(Free-text object descriptions)
=== Section Start ===

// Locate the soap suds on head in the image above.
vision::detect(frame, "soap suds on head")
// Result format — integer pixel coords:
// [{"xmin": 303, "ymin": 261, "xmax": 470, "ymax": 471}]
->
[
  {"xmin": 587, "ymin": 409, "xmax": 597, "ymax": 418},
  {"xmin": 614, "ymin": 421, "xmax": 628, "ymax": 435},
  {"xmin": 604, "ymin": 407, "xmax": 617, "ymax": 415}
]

=== Section End ===

**What you should do:**
Your task is to copy every record exactly.

**Expected output:**
// Locate the soap suds on head in the image above.
vision::detect(frame, "soap suds on head")
// Result format — integer pixel coords:
// [{"xmin": 303, "ymin": 261, "xmax": 470, "ymax": 471}]
->
[
  {"xmin": 587, "ymin": 409, "xmax": 597, "ymax": 418},
  {"xmin": 614, "ymin": 421, "xmax": 628, "ymax": 435},
  {"xmin": 604, "ymin": 407, "xmax": 617, "ymax": 415}
]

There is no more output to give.